[Excerpts of annotation records]
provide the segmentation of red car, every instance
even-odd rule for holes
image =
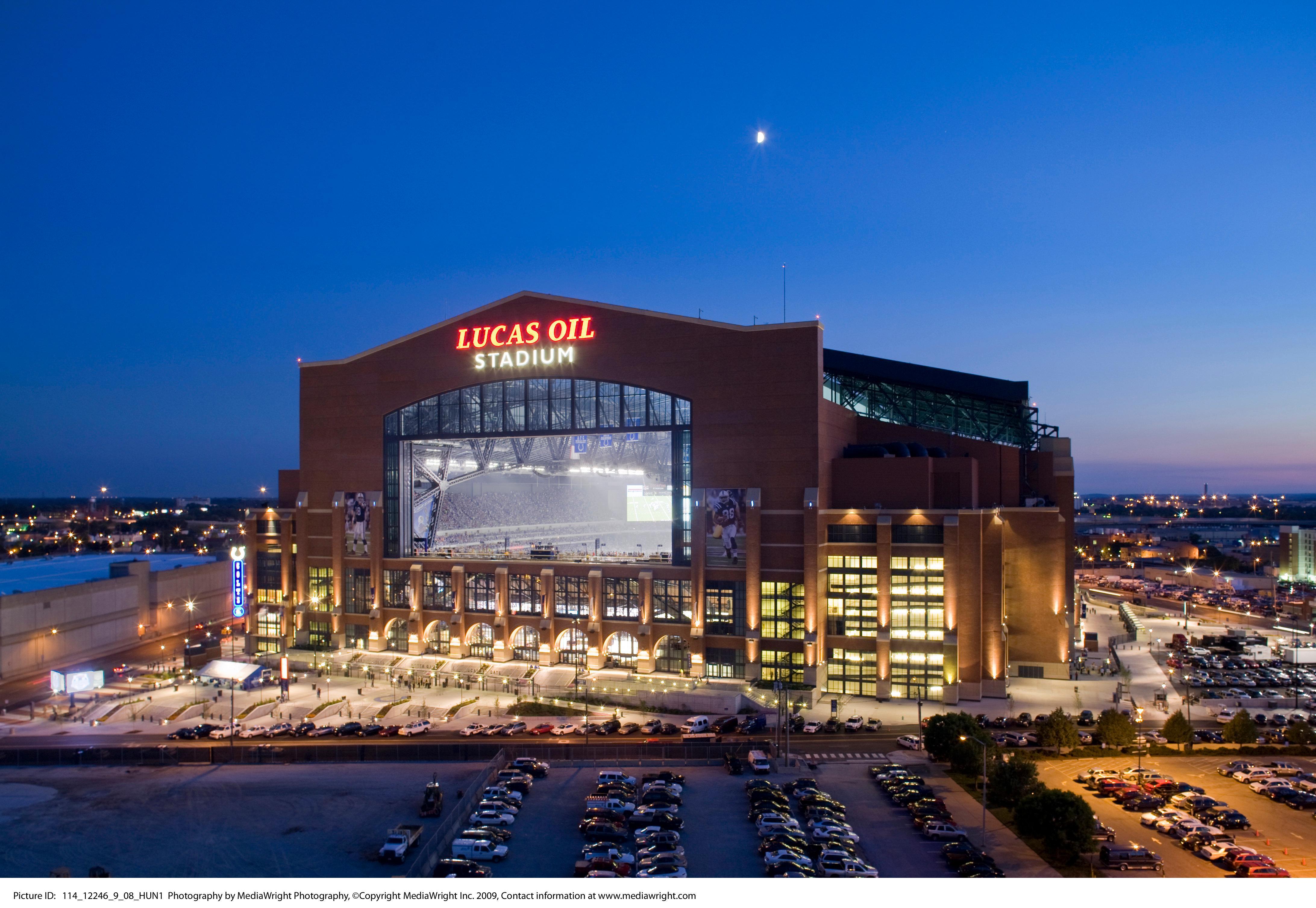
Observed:
[[[1229,866],[1234,870],[1244,867],[1274,867],[1275,862],[1265,854],[1240,854],[1229,862]]]
[[[1248,865],[1238,867],[1234,871],[1234,876],[1288,876],[1288,871],[1283,867],[1271,867],[1270,865]]]

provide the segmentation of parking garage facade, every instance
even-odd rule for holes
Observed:
[[[517,293],[301,367],[249,647],[816,695],[1067,678],[1073,461],[1028,386]]]

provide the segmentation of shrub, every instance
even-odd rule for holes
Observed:
[[[998,759],[987,769],[987,799],[995,807],[1017,807],[1040,788],[1037,762],[1025,753],[1011,754],[1008,762]]]
[[[1096,720],[1096,733],[1101,742],[1109,747],[1128,747],[1137,736],[1133,732],[1133,722],[1119,709],[1103,709]]]
[[[1042,840],[1042,847],[1059,863],[1074,863],[1095,850],[1092,808],[1071,791],[1044,788],[1024,796],[1015,808],[1015,825],[1024,836]]]
[[[1257,722],[1252,721],[1246,709],[1240,709],[1225,725],[1223,734],[1225,744],[1257,744]]]

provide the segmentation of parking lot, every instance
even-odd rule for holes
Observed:
[[[923,838],[908,813],[892,805],[869,780],[866,762],[829,763],[813,775],[849,808],[846,819],[859,833],[869,863],[883,876],[946,876],[940,846]],[[672,767],[686,776],[680,844],[687,872],[695,876],[762,876],[758,836],[746,819],[745,780],[788,782],[800,772],[767,776],[728,775],[717,766]],[[594,791],[597,769],[554,767],[537,779],[511,826],[509,855],[494,869],[496,876],[567,876],[580,857],[584,838],[576,824],[584,796]],[[626,772],[640,774],[640,769]]]
[[[1253,758],[1265,763],[1270,758]],[[1286,758],[1290,759],[1290,758]],[[1252,829],[1236,830],[1238,845],[1253,847],[1261,854],[1274,858],[1275,863],[1294,876],[1316,876],[1316,822],[1309,811],[1294,811],[1283,804],[1258,795],[1248,786],[1227,779],[1216,771],[1217,766],[1230,762],[1230,757],[1173,757],[1144,758],[1142,766],[1159,770],[1177,782],[1187,782],[1205,791],[1207,795],[1241,811],[1252,821]],[[1292,759],[1305,771],[1312,771],[1309,759]],[[1082,794],[1092,805],[1098,819],[1116,832],[1116,845],[1137,844],[1161,855],[1166,876],[1227,876],[1224,867],[1183,850],[1179,842],[1169,836],[1142,826],[1141,813],[1128,812],[1107,797],[1096,797],[1082,784],[1074,782],[1079,771],[1098,767],[1125,770],[1137,766],[1136,758],[1120,757],[1098,761],[1040,761],[1038,770],[1046,784]],[[1305,862],[1305,863],[1304,863]],[[1150,871],[1104,871],[1109,876],[1145,876]]]

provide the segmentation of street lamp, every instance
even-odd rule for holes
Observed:
[[[987,742],[979,741],[978,738],[970,738],[967,734],[959,736],[961,741],[973,741],[979,747],[983,749],[983,851],[987,850]]]
[[[1138,778],[1141,779],[1142,772],[1142,749],[1146,746],[1148,740],[1142,737],[1142,707],[1137,707],[1138,715],[1134,716],[1133,721],[1137,722],[1138,734],[1134,738],[1134,744],[1138,746]]]

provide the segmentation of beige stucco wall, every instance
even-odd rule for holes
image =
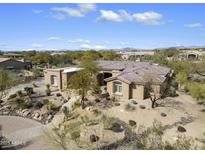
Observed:
[[[62,90],[68,89],[70,77],[76,72],[62,73]]]
[[[51,84],[51,76],[55,75],[57,77],[57,86]],[[61,71],[60,70],[45,70],[44,71],[44,79],[45,83],[49,84],[51,87],[58,88],[59,90],[62,89],[62,78],[61,78]]]
[[[132,85],[131,86],[132,99],[143,100],[144,99],[144,86],[143,85]]]
[[[114,83],[115,82],[122,84],[122,93],[120,93],[120,94],[114,93]],[[115,97],[120,98],[120,99],[130,99],[130,85],[125,83],[125,82],[122,82],[120,80],[107,82],[107,91],[111,97],[115,96]]]

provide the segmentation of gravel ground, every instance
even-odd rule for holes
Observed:
[[[14,145],[25,144],[17,149],[40,150],[52,149],[43,140],[44,125],[30,119],[0,116],[3,135],[8,138]]]

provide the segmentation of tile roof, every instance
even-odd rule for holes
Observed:
[[[128,61],[98,61],[99,66],[104,70],[119,70],[116,77],[110,77],[105,81],[114,79],[130,83],[145,83],[147,77],[151,77],[153,83],[163,83],[170,72],[167,67],[150,64],[147,62],[128,62]]]
[[[0,63],[1,63],[1,62],[4,62],[4,61],[7,61],[7,60],[10,60],[10,58],[1,58],[1,57],[0,57]]]

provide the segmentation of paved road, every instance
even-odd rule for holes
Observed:
[[[26,143],[20,149],[52,149],[43,140],[45,126],[34,120],[15,116],[0,116],[0,125],[2,125],[3,135],[14,145]]]

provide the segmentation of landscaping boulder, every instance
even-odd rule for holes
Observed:
[[[181,132],[181,133],[186,132],[186,129],[185,129],[184,127],[182,127],[182,126],[178,126],[177,130],[178,130],[179,132]]]
[[[115,103],[115,106],[120,106],[120,103],[116,102],[116,103]]]
[[[30,111],[25,111],[25,112],[23,112],[23,116],[24,116],[24,117],[27,117],[29,114],[31,114]]]
[[[39,116],[40,116],[40,113],[36,112],[36,113],[34,114],[34,119],[38,119]]]
[[[90,135],[90,142],[93,143],[93,142],[97,142],[99,141],[99,136],[96,136],[94,134]]]
[[[47,120],[50,121],[53,118],[53,115],[49,114]]]
[[[144,105],[140,105],[141,109],[146,109],[146,107]]]
[[[60,96],[62,96],[61,93],[56,93],[56,97],[60,97]]]
[[[131,100],[131,103],[137,105],[138,103],[135,100]]]
[[[113,123],[110,129],[115,133],[124,131],[124,127],[120,123],[117,123],[117,122]]]
[[[134,120],[129,120],[129,125],[130,125],[130,126],[133,127],[133,126],[136,126],[136,124],[137,124],[137,123],[136,123]]]
[[[100,102],[100,99],[99,99],[99,98],[96,98],[96,99],[95,99],[95,102],[99,103],[99,102]]]
[[[166,113],[161,113],[161,116],[162,116],[162,117],[166,117],[167,114],[166,114]]]

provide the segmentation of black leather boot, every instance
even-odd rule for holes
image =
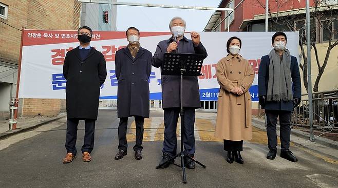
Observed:
[[[228,152],[227,155],[227,162],[231,164],[234,162],[234,153],[233,152]]]
[[[235,158],[235,161],[239,164],[244,164],[244,161],[242,158],[242,156],[240,156],[240,152],[234,152],[234,158]]]

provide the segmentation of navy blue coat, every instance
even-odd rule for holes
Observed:
[[[269,55],[263,56],[260,61],[258,69],[258,96],[266,96],[269,83],[269,65],[270,58]],[[302,98],[302,87],[301,86],[301,76],[299,68],[296,57],[291,55],[290,65],[291,79],[293,90],[293,98]],[[267,101],[263,109],[267,110],[277,110],[293,111],[292,101]]]
[[[149,117],[148,79],[152,71],[152,52],[141,47],[134,59],[127,47],[116,52],[118,117]]]
[[[160,67],[163,63],[164,53],[174,40],[172,37],[160,42],[157,45],[156,51],[152,60],[152,64],[155,67]],[[193,41],[185,36],[180,40],[177,47],[179,53],[208,54],[205,48],[200,42],[195,46]],[[161,76],[162,83],[162,100],[163,108],[177,107],[180,104],[180,80],[179,76]],[[201,107],[199,97],[199,88],[197,77],[183,77],[183,106],[198,108]]]

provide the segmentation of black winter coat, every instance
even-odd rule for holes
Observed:
[[[158,43],[156,51],[152,60],[153,66],[155,67],[162,66],[164,53],[167,52],[167,48],[173,41],[173,38],[171,37]],[[198,45],[195,46],[192,40],[187,39],[185,36],[180,40],[177,48],[179,53],[203,54],[204,55],[204,58],[208,56],[206,50],[202,43],[200,42]],[[178,76],[161,76],[163,108],[180,106],[180,78],[181,77]],[[201,102],[197,77],[183,77],[183,106],[200,108]]]
[[[78,47],[67,53],[63,76],[67,80],[67,118],[97,119],[100,87],[107,76],[106,61],[93,48],[84,60]]]

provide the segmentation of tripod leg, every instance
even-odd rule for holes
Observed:
[[[161,164],[160,165],[158,165],[158,166],[156,166],[156,169],[158,169],[158,168],[161,167],[162,167],[162,166],[163,166],[164,164],[167,164],[167,163],[172,163],[172,164],[175,164],[175,165],[176,165],[176,166],[178,166],[178,165],[175,164],[175,163],[173,163],[173,162],[171,162],[171,161],[172,161],[173,159],[176,159],[176,157],[179,157],[179,156],[180,156],[180,154],[177,154],[177,155],[175,155],[175,156],[174,156],[174,157],[173,157],[170,158],[169,159],[168,159],[168,160],[167,160],[166,161],[165,161],[165,162],[164,162],[163,164]],[[179,166],[179,167],[181,167],[181,166]]]
[[[201,166],[202,167],[203,167],[204,168],[206,168],[206,166],[205,165],[202,164],[201,163],[200,163],[200,162],[199,161],[198,161],[198,160],[197,160],[194,159],[193,158],[192,158],[192,157],[189,156],[189,155],[186,155],[186,156],[185,156],[185,157],[187,157],[187,158],[189,158],[189,159],[191,159],[192,161],[194,161],[194,162],[196,162],[196,163],[197,163],[197,164],[199,164],[200,165],[201,165]]]
[[[185,165],[184,164],[184,155],[181,155],[181,166],[183,173],[183,183],[186,183],[186,177],[185,176]]]

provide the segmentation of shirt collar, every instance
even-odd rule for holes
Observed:
[[[82,50],[83,48],[84,48],[86,50],[89,50],[89,49],[90,49],[90,45],[89,45],[85,48],[83,48],[81,46],[79,46],[79,49],[80,49],[80,50]]]
[[[229,53],[228,54],[228,55],[227,55],[227,60],[229,61],[232,58],[235,58],[235,57],[232,55],[232,54],[231,54],[231,53]],[[238,54],[236,57],[236,58],[240,59],[240,61],[243,61],[243,58],[240,54]]]
[[[184,36],[184,35],[183,36],[183,38],[182,38],[182,39],[181,39],[180,40],[180,41],[184,41],[184,42],[188,42],[187,39],[186,39],[185,37],[185,36]],[[174,37],[173,36],[171,37],[170,38],[169,38],[169,39],[166,40],[166,43],[172,43],[173,42],[174,42]]]

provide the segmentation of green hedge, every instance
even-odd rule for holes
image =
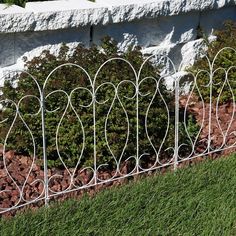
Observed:
[[[102,49],[96,46],[90,49],[78,46],[73,55],[68,56],[68,48],[66,45],[62,46],[59,56],[56,57],[50,54],[48,51],[43,52],[39,57],[35,57],[33,60],[27,62],[27,72],[35,76],[40,86],[47,75],[64,63],[76,63],[81,65],[90,74],[91,78],[95,75],[98,68],[107,61],[109,58],[120,57],[127,59],[135,68],[139,70],[141,64],[144,62],[144,58],[139,49],[128,50],[126,53],[121,54],[118,51],[117,45],[109,37],[105,38],[102,43]],[[161,146],[163,138],[166,135],[166,129],[168,126],[168,117],[165,104],[162,97],[165,99],[168,109],[170,110],[169,120],[169,132],[166,136],[165,142],[161,149],[160,158],[170,159],[173,154],[171,149],[164,151],[174,145],[174,96],[170,91],[167,91],[158,76],[158,68],[152,63],[147,62],[143,67],[140,81],[145,77],[152,77],[145,80],[140,85],[140,96],[139,96],[139,149],[140,154],[149,153],[144,156],[143,165],[145,166],[148,162],[154,163],[155,152],[150,145],[148,137],[145,132],[145,115],[147,109],[155,95],[156,83],[159,82],[159,91],[157,91],[153,104],[149,107],[147,124],[149,136],[153,142],[153,145],[157,148]],[[19,84],[16,89],[13,88],[12,80],[19,79]],[[111,151],[107,146],[105,139],[105,121],[106,116],[111,107],[112,100],[115,92],[112,82],[116,88],[120,81],[131,80],[135,83],[135,76],[133,71],[130,69],[127,63],[118,60],[109,62],[99,73],[97,77],[96,87],[105,83],[96,93],[98,102],[107,101],[104,104],[96,104],[96,135],[97,135],[97,162],[98,164],[107,163],[111,167],[115,165],[115,161],[112,157]],[[91,91],[91,86],[86,74],[79,68],[75,67],[62,67],[52,74],[50,80],[47,83],[45,95],[47,96],[50,92],[63,89],[65,92],[70,92],[76,87],[86,87]],[[130,122],[130,135],[127,147],[123,152],[121,161],[124,161],[130,156],[134,156],[136,153],[136,99],[133,98],[135,94],[135,87],[130,82],[123,82],[119,86],[119,97],[120,101],[116,98],[112,109],[110,110],[109,119],[107,122],[107,139],[110,148],[119,159],[122,154],[122,150],[126,143],[127,138],[127,119],[124,109],[127,111],[127,116]],[[39,93],[36,91],[36,85],[32,79],[26,73],[22,73],[17,78],[9,78],[6,80],[3,88],[3,98],[12,99],[19,101],[25,95],[35,95],[39,97]],[[46,99],[47,110],[54,112],[46,112],[46,135],[47,135],[47,155],[49,159],[49,166],[61,166],[62,163],[58,158],[56,149],[56,132],[58,124],[61,120],[60,128],[58,129],[59,137],[59,149],[60,154],[68,166],[75,166],[77,163],[81,149],[83,147],[83,133],[82,126],[85,132],[85,149],[83,157],[80,160],[81,165],[92,165],[93,163],[93,108],[92,106],[86,107],[91,103],[91,93],[88,90],[78,89],[71,96],[71,104],[74,106],[74,110],[71,106],[66,109],[67,96],[65,93],[57,92],[51,94]],[[83,106],[79,106],[83,105]],[[14,107],[11,104],[6,103],[7,109],[0,113],[0,118],[8,118],[6,124],[1,124],[1,135],[0,142],[4,142],[6,134],[9,130],[11,122],[14,119]],[[24,99],[20,105],[20,112],[29,126],[37,145],[37,156],[42,156],[42,132],[41,132],[41,120],[40,114],[32,116],[30,114],[37,113],[39,109],[39,102],[35,98]],[[56,110],[57,109],[57,110]],[[79,122],[76,113],[81,119]],[[65,114],[64,114],[65,113]],[[64,114],[64,115],[63,115]],[[192,129],[192,119],[190,120],[190,128]],[[180,134],[180,137],[184,140],[184,135]],[[186,142],[186,140],[181,142]],[[17,150],[19,153],[25,153],[32,155],[33,145],[30,133],[27,127],[19,119],[13,126],[12,132],[8,138],[8,148]],[[186,153],[187,150],[183,150]]]

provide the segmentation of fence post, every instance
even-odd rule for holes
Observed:
[[[95,84],[93,84],[93,164],[94,164],[94,184],[97,185],[97,140],[96,140],[96,97]]]
[[[174,148],[174,170],[178,167],[179,150],[179,77],[175,79],[175,148]]]
[[[47,150],[46,150],[46,132],[45,132],[45,99],[44,89],[41,93],[41,115],[42,115],[42,137],[43,137],[43,169],[44,169],[44,191],[45,191],[45,205],[48,206],[49,194],[48,194],[48,166],[47,166]]]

● **Exercise details**:
Reproduce exactly the lines from the one containing "provide the segmentation of fence" through the last line of the records above, including both, and nothing else.

● **Written response**:
provide the segmentation of fence post, every instance
even-odd rule for holes
Observed:
[[[95,84],[93,84],[93,164],[94,164],[94,184],[97,185],[97,140],[96,140],[96,97]]]
[[[174,148],[174,170],[178,167],[179,150],[179,77],[175,79],[175,148]]]
[[[47,150],[46,150],[46,132],[45,132],[45,99],[44,89],[41,93],[41,115],[42,115],[42,137],[43,137],[43,169],[44,169],[44,191],[45,191],[45,205],[48,206],[49,194],[48,194],[48,166],[47,166]]]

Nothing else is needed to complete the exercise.